━━ Dataset records ━━

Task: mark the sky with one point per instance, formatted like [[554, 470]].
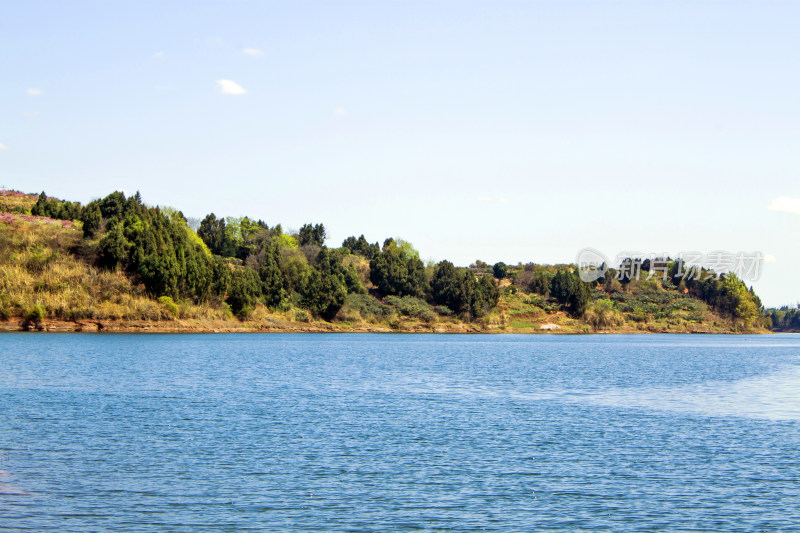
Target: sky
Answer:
[[500, 131]]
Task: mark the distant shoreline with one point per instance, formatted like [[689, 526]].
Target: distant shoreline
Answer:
[[145, 327]]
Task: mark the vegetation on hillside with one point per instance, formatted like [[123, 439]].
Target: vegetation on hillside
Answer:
[[119, 259]]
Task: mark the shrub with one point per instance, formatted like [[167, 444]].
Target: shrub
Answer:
[[368, 307], [169, 304], [413, 307], [35, 313], [301, 315]]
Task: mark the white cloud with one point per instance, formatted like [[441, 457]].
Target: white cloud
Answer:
[[231, 87], [785, 204], [493, 200]]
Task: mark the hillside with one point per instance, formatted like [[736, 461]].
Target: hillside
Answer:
[[122, 266]]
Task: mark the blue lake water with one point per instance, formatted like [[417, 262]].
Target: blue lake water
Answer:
[[105, 432]]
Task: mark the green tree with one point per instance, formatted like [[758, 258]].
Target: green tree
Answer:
[[395, 271], [500, 270], [322, 293], [244, 292]]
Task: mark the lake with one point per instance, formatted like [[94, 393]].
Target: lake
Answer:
[[363, 432]]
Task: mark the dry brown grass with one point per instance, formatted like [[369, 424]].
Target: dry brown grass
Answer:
[[37, 268]]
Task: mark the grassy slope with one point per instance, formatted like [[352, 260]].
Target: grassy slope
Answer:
[[45, 283]]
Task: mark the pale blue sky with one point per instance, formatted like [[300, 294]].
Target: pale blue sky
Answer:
[[515, 131]]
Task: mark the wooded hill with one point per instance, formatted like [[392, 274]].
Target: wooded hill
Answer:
[[118, 264]]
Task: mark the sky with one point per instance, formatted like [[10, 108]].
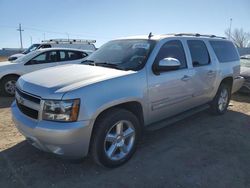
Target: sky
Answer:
[[104, 20]]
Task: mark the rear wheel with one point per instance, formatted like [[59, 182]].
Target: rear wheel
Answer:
[[8, 85], [115, 137], [220, 103]]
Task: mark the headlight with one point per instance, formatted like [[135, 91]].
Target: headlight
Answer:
[[61, 110]]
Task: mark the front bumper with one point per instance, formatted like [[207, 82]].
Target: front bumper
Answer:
[[68, 139]]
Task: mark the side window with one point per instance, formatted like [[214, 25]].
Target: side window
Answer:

━━━

- Do this -
Convert the whole listing above into a numbered list with one line per entry, skipping blank lines and leaving out the picture lines.

- Complete output -
1. Task: mark the sky with one point per instance, formatted like [[554, 470]].
2. Target: sky
3. Answer:
4. [[500, 131]]
5. Task: mark the distant shoreline with one point per instance, formatted like [[689, 526]].
6. Target: distant shoreline
7. Answer:
8. [[145, 327]]
9. Task: mark the vegetation on hillside with one point per instance, formatted like [[123, 439]].
10. Target: vegetation on hillside
11. Answer:
12. [[119, 259]]
13. Task: mark the shrub with one point per instance, formatted like [[167, 444]].
14. Target: shrub
15. Answer:
16. [[368, 307], [169, 304], [413, 307], [35, 313], [301, 315]]
17. Task: mark the white cloud with one point per instance, formatted like [[441, 457]].
18. Target: white cloud
19. Answer:
20. [[231, 87], [785, 204], [493, 200]]
21. Task: mark the hillside with one point per instance, formatted like [[736, 461]].
22. Target: hillside
23. Answer:
24. [[122, 266]]
25. Task: mark the blue lake water with one point per instance, formatted like [[417, 262]].
26. Target: blue lake water
27. Answer:
28. [[105, 432]]
29. Task: mark the green tree with one point per instance, formatted like [[758, 258]].
30. Target: green tree
31. Answer:
32. [[395, 271], [500, 270], [322, 293], [244, 292]]
33. Task: mark the lake with one point per instance, formatted like [[94, 393]].
34. Target: lake
35. Answer:
36. [[363, 432]]
37. Task: mark the dry brown grass with one point per instance, formatted like [[369, 424]].
38. Target: dry brown grass
39. Answer:
40. [[37, 268]]
41. Task: mark the grassy slope with one point per instance, formatted like [[352, 260]].
42. Target: grassy slope
43. Answer:
44. [[45, 283]]
45. Task: mark the pale blue sky with one point per instance, formatted like [[300, 294]].
46. Target: pale blue sky
47. Answer:
48. [[515, 131]]
49. Task: mark the wooded hill with one point per instance, formatted like [[392, 274]].
50. Target: wooded hill
51. Answer:
52. [[118, 264]]
53. Task: mark the sky with one point per instance, formatted like [[10, 108]].
54. Target: sky
55. Answer:
56. [[104, 20]]
57. Task: mark the rear wheel with one point per instance, formatted like [[59, 182]].
58. Target: rear wheel
59. Answer:
60. [[8, 85], [115, 137], [220, 103]]
61. Task: mark the headlight with one point per instance, formatted like [[135, 91]].
62. Target: headlight
63. Answer:
64. [[61, 110]]
65. Task: mark the front bumper with one point per instance, formatted like [[207, 82]].
66. Target: front bumper
67. Answer:
68. [[68, 139]]
69. Task: mark the side window with one point per instance, formatted like [[214, 25]].
70. Target: side window
71. Answer:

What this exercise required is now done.